**Tasks to complete**.
(1) In the text on procedural Python, what is the name of the file the class ended up creating?
(2) Reproduce the part of the text on procedural Python that opens with the words containing "3. Write a function" and closes with "analysis from scratch.".
(3) Proceed with the text on procedural Python from the point where it stops.

**Text provided**.
Procedural Python for Reproducibility

The goal today is to take some of the ideas we developed last week, and do a couple things to make our lives easier:

  • Define standalone functions which accomplish tasks that we would like to do repeatedly
  • Put these functions in a place where we can easily use them without copy-pasting repeatedly
  • Think about how to make our analysis reproducible – both for the sake of our future selves, and for the sake of anyone who wants to replicate and/or build on our work.

To that end, we are going to work together to do the following tasks:

  1. Write a function which will download the Pronto data and the weather data

  2. Write two functions which, given the downloaded data, will load it, parse dates properly, and return a pandas array.

  3. Write a function which will group and join the trip and weather data into a single DataFrame, making use of the above functions.

  4. Develop some plots showing relationships in the data, and write a function which will create and save plots related to your analysis.

    • Number of rides per day over the course of the year (day-pass and annual members)
    • Number of rides per hour over the course of the day (day-pass and annual members)
    • Number of rides per day as a function of temperature (day-pass and annual members)
  5. Write a master script that you – or anyone – can run, which will produce your analysis from scratch.

Today during the class time we will walk through accomplishing these tasks together.


We ended up creating a file that looks like this:

# pronto_utils.py

from urllib import request
import os
import pandas as pd


TRIP_DATA = "https://data.seattle.gov/api/views/tw7j-dfaw/rows.csv?accessType=DOWNLOAD"
TRIP_FILE = "pronto_trips.csv"

WEATHER_DATA = "http://uwseds.github.io/data/pronto_weather.csv"
WEATHER_FILE = "pronto_weather.csv"

def download_if_not_present(url, filename):
    """Download file from URL to filename
    If filename is present, then skip download.
    """
    if os.path.exists(filename):
        print("File already present")
    else:
        print("Downloading", filename)
        request.urlretrieve(url, filename)

def download_trips():
    """Download the pronto trip data unless already downloaded"""
    download_if_not_present(TRIP_DATA, TRIP_FILE)

**Dataset content**.

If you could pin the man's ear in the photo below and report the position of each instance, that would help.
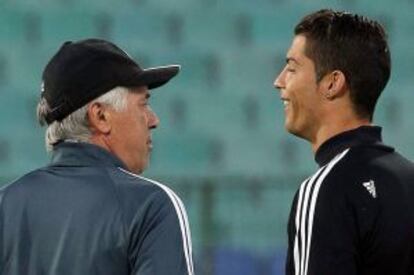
(99, 118)
(334, 85)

**Answers for this exercise**.
(1) pronto_utils.py

(2)
3. Write a function which will group and join the trip and weather data into a single DataFrame, making use of the above functions.

  4. Develop some plots showing relationships in the data, and write a function which will create and save plots related to your analysis.

    • Number of rides per day over the course of the year (day-pass and annual members)
    • Number of rides per hour over the course of the day (day-pass and annual members)
    • Number of rides per day as a function of temperature (day-pass and annual members)
  5. Write a master script that you – or anyone – can run, which will produce your analysis from scratch.

(3)
def download_weather():
    download_if_not_present(WEATHER_DATA, WEATHER_FILE)

def load_weather_data():
    download_weather()
    return pd.read_csv('pronto_weather.csv',
                       parse_dates=['DATE'],
                       index_col='DATE')

def load_trip_data():
    download_trips()
    data = pd.read_csv('pronto_trips.csv')
    data['starttime'] = pd.to_datetime(data['starttime'], format="%m/%d/%Y %I:%M:%S %p")
    data['stoptime'] = pd.to_datetime(data['stoptime'], format="%m/%d/%Y %I:%M:%S %p")
    data['tripminutes'] = data['tripduration'] / 60
    return data


def join_trips_and_weather():
    """Group trips by day and join with the daily weather data
    Returns: pandas DataFrame
    """
    weather = load_weather_data()
    trips = load_trip_data()
    tripdates = pd.DatetimeIndex(trips['starttime']).date
    trips_by_day = pd.pivot_table(trips,
                                  values='trip_id',
                                  index=tripdates,
                                  columns='usertype',
                                  aggfunc='count')
    return trips_by_day.join(weather)

And here is how we used it:


In [1]:
import pronto_utils

In [2]:
weather = pronto_utils.load_weather_data()
trips = pronto_utils.load_trip_data()


File already present
File already present

In [3]:
%matplotlib inline
import matplotlib.pyplot as plt

In [4]:
weather['PRECIPITATION_INCHES'].plot()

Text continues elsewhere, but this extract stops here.